▶ Stated task: Count the lines of the data below that contain the string "poster". Give only the number.
►
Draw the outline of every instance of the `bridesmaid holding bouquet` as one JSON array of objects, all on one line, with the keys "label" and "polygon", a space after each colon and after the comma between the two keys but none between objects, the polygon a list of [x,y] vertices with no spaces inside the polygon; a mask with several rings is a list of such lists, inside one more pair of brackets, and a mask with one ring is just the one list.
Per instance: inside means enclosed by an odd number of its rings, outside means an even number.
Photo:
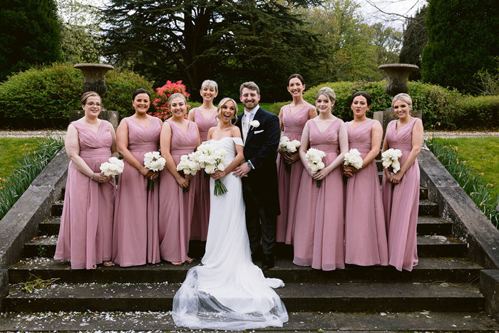
[{"label": "bridesmaid holding bouquet", "polygon": [[[205,80],[201,85],[200,94],[202,97],[202,105],[189,111],[187,119],[197,125],[202,143],[206,141],[208,130],[217,125],[217,107],[213,105],[213,100],[218,95],[218,85],[214,81]],[[206,177],[202,172],[194,178],[196,178],[196,188],[190,239],[205,241],[210,220],[210,177]]]},{"label": "bridesmaid holding bouquet", "polygon": [[344,166],[348,177],[345,195],[345,263],[360,266],[388,265],[386,229],[378,170],[383,128],[366,113],[371,98],[364,91],[352,96],[354,120],[346,123],[349,148],[361,154],[362,166]]},{"label": "bridesmaid holding bouquet", "polygon": [[416,227],[419,208],[419,165],[423,122],[411,116],[412,100],[406,93],[393,97],[391,107],[398,120],[386,127],[383,151],[399,149],[400,170],[383,175],[383,203],[388,228],[389,263],[398,270],[411,271],[418,265]]},{"label": "bridesmaid holding bouquet", "polygon": [[[304,170],[294,216],[293,263],[323,270],[345,267],[341,165],[349,142],[345,124],[331,113],[335,98],[331,88],[319,89],[315,104],[319,116],[303,129],[299,156]],[[315,173],[306,158],[309,145],[325,153],[325,167]]]},{"label": "bridesmaid holding bouquet", "polygon": [[160,183],[160,254],[175,265],[192,262],[187,257],[190,223],[194,208],[195,180],[181,175],[177,165],[182,155],[188,155],[200,145],[197,126],[184,118],[187,101],[181,93],[168,98],[172,118],[163,123],[160,138],[161,155],[166,160]]},{"label": "bridesmaid holding bouquet", "polygon": [[[301,141],[305,123],[308,120],[317,116],[315,107],[303,99],[304,90],[305,82],[301,75],[292,74],[288,78],[287,91],[293,98],[293,101],[281,108],[279,123],[281,130],[284,129],[282,136],[287,136],[290,141]],[[278,152],[277,173],[281,215],[277,216],[276,242],[293,244],[294,209],[304,168],[299,163],[298,150],[296,153],[287,153],[279,148]]]},{"label": "bridesmaid holding bouquet", "polygon": [[[118,148],[125,160],[116,193],[113,229],[113,261],[122,267],[160,261],[158,218],[159,191],[148,190],[159,173],[144,167],[144,155],[158,151],[161,121],[147,114],[150,94],[138,89],[132,95],[135,113],[121,121]],[[158,180],[156,180],[158,183]]]},{"label": "bridesmaid holding bouquet", "polygon": [[113,265],[113,177],[101,165],[118,157],[113,125],[99,119],[102,101],[93,91],[81,96],[83,118],[68,126],[66,151],[71,160],[54,258],[71,260],[73,270]]}]

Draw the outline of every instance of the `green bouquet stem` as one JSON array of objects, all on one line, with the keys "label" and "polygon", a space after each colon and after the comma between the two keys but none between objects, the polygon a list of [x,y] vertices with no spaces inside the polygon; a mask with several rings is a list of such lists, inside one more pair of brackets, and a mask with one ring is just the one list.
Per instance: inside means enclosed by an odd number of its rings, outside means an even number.
[{"label": "green bouquet stem", "polygon": [[219,196],[225,195],[225,193],[227,193],[227,188],[225,187],[224,183],[222,183],[222,180],[220,180],[220,179],[215,179],[213,194],[216,196]]}]

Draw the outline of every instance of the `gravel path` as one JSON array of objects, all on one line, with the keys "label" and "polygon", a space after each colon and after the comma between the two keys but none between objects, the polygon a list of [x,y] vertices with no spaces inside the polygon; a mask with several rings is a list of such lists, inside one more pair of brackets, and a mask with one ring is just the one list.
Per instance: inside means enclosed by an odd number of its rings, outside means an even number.
[{"label": "gravel path", "polygon": [[[43,137],[48,133],[53,135],[66,136],[66,130],[0,130],[0,138],[29,138]],[[426,130],[424,137],[434,136],[436,138],[476,138],[481,136],[499,137],[499,132],[478,132],[478,131],[435,131]]]}]

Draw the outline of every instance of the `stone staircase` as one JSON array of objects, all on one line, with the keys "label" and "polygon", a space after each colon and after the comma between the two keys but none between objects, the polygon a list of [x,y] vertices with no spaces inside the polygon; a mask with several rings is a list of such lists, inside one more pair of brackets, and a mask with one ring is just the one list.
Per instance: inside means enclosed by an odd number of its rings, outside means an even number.
[{"label": "stone staircase", "polygon": [[[276,290],[289,322],[272,331],[497,332],[483,312],[478,287],[482,267],[467,257],[468,244],[453,237],[452,224],[421,188],[418,220],[419,263],[411,272],[391,267],[322,272],[295,266],[292,248],[278,247],[276,267],[265,272],[286,287]],[[24,257],[9,270],[9,294],[0,331],[182,330],[169,310],[187,270],[200,262],[202,244],[192,242],[191,265],[158,265],[73,270],[52,259],[62,202],[41,221],[38,235],[24,246]],[[29,281],[52,280],[30,293]]]}]

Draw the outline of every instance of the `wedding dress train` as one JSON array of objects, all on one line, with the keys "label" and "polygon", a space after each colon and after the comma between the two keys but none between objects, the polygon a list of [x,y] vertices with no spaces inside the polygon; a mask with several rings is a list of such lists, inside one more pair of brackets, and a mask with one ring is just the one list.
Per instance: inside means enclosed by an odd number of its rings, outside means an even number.
[{"label": "wedding dress train", "polygon": [[[235,157],[235,145],[242,145],[242,140],[227,137],[210,143],[227,151],[227,166]],[[287,312],[272,288],[284,287],[284,282],[266,278],[251,260],[241,180],[231,173],[221,180],[228,191],[214,196],[210,179],[206,252],[175,295],[173,319],[177,326],[194,329],[282,327]]]}]

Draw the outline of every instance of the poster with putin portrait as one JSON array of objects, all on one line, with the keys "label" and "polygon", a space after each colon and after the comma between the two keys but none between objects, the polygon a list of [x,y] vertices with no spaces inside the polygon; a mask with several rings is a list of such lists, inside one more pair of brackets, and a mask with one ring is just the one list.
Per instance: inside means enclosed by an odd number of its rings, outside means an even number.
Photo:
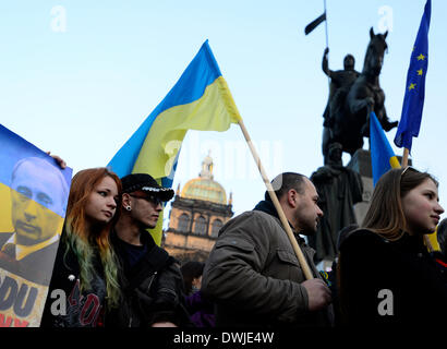
[{"label": "poster with putin portrait", "polygon": [[0,327],[37,327],[72,169],[1,124],[0,144]]}]

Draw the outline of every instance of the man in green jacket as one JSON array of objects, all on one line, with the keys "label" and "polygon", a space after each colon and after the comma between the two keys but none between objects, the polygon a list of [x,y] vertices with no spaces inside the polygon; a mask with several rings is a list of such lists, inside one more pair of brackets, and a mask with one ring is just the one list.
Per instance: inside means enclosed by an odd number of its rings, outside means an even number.
[{"label": "man in green jacket", "polygon": [[271,182],[311,267],[306,280],[268,193],[251,212],[229,220],[206,262],[202,292],[216,303],[216,326],[329,326],[330,290],[299,234],[316,232],[323,212],[313,183],[281,173]]}]

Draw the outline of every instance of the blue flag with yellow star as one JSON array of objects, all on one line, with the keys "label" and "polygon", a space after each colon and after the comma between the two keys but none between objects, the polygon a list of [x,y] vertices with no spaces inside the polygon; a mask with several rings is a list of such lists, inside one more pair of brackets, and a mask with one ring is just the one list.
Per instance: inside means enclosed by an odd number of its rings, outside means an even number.
[{"label": "blue flag with yellow star", "polygon": [[411,52],[408,69],[402,116],[395,136],[395,144],[411,151],[413,137],[419,135],[422,109],[424,108],[425,75],[428,68],[428,28],[432,1],[425,3],[418,37]]}]

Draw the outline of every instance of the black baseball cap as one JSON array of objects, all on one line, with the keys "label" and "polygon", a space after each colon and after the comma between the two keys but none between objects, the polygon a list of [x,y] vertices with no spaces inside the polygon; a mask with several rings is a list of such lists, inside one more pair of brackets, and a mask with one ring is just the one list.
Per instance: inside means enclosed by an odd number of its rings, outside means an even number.
[{"label": "black baseball cap", "polygon": [[143,191],[161,201],[170,201],[173,197],[173,190],[171,188],[165,188],[157,183],[157,181],[147,173],[132,173],[121,178],[122,192],[133,193],[136,191]]}]

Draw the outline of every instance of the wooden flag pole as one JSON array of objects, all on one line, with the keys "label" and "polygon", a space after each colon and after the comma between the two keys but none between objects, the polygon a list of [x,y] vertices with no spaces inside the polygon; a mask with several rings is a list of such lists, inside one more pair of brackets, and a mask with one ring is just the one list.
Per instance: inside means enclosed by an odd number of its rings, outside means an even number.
◄
▶ Response: 2